------ Excerpt

I move amendment No. 198:—

In paragraph (b), line 40, before " fails " to insert " without reasonable cause."

This paragraph deals with payment of the just demand of the person on whom any officer or men have been billeted. Deputy Brennan would agree with me that, if he had no money, he could not pay and that would be a reasonable cause. I think the Minister will have no objection to accepting this amendment.

I will have the point looked into. I should not like to say straightaway that I would accept it.

This does not mean that a man must pay on the nail.

He fails to comply with the regulations if he does not pay. When the matter comes to a court-martial, the man can say he had a reasonable cause if the amendment is accepted, but if it is not accepted, the simple fact that he does not do it is an offence and he is convicted.

I should imagine that what would happen so far as payment is concerned is that the man would be allotted a certain amount to pay.

Mr. Brennan

The point that struck me is that you go into a man's premises and billet a number of men and demand a certain amount of food. The owner of the premises may not be in a position to provide that food without getting money to purchase it.

That case would be met on the principle that it is not possible to get blood out of a stone.

A court-martial might consider his answer a good answer, but I do not want to leave a court-martial in the position in which it would be, if this amendment is not inserted.

This provision applies only to military personnel. Deputy Brennan seems to think that it would apply to the individual.

He seems to think the man would want the money.

Mr. Brennan

I see ; I am sorry.

This only applies to military personnel and the case I was citing was the case of, say, a sergeant-major who was given the money by his commanding officer to pay for the billets on the following morning. If he did not pay, he would be wilfully withholding money from a person justly entitled to it.

The Minister has agreed to look into it.

Amendment, by leave, withdrawn.
Sections 162 and 163 agreed to.
Amendment 199 not moved.
Section 164 agreed to.
Amendment 200 not moved.
Section 165 agreed to.
Amendment 201 not moved.
Section 166 agreed to.

I move amendment No. 202:—

In sub-section (1), line 3, before " is " to insert " (as hereinafter defined in the section)."

------------

● Work instructions
1 - Retype the billeting debate between "He seems to" and "by leave, withdrawn.", inclusive.
2 - In the billeting debate, to whom is the provision said to apply?
The data that comes next has no connection to the billeting debate.

------ Listed records

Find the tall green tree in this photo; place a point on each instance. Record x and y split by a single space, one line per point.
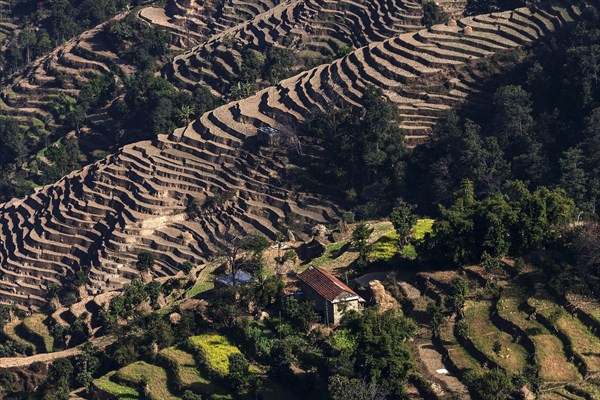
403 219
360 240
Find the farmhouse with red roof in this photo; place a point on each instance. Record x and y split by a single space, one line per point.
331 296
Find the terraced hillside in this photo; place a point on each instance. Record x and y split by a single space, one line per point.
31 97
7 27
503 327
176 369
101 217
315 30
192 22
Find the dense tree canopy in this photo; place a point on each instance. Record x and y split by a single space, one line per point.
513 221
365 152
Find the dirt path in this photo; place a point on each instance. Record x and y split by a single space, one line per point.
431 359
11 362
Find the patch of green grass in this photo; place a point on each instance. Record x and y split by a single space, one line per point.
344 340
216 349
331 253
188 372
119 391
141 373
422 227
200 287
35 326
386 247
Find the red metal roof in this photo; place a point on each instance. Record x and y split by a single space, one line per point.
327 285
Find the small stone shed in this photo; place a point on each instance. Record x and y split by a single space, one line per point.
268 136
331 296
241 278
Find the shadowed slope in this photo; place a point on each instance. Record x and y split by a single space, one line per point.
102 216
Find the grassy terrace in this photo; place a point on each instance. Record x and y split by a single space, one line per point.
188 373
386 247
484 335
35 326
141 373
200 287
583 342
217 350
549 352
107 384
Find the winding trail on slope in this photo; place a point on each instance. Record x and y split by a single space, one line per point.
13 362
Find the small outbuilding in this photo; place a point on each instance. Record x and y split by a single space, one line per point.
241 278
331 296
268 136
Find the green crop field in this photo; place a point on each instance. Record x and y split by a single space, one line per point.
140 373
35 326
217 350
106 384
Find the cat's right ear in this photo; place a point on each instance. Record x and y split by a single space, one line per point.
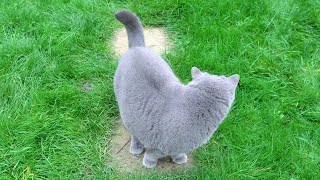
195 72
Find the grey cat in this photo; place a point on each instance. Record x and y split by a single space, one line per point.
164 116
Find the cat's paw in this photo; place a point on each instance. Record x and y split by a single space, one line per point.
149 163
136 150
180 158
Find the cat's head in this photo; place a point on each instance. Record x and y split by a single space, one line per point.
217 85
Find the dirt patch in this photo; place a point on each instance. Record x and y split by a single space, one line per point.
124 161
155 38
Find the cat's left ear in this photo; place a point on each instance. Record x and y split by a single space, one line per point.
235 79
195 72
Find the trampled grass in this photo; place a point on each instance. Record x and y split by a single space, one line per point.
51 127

------------

● Task-by-task solutions
1 -
He seems to think the man would want the money.

Mr. Brennan

I see ; I am sorry.

This only applies to military personnel and the case I was citing was the case of, say, a sergeant-major who was given the money by his commanding officer to pay for the billets on the following morning. If he did not pay, he would be wilfully withholding money from a person justly entitled to it.

The Minister has agreed to look into it.

Amendment, by leave, withdrawn.

2 - It applies only to military personnel.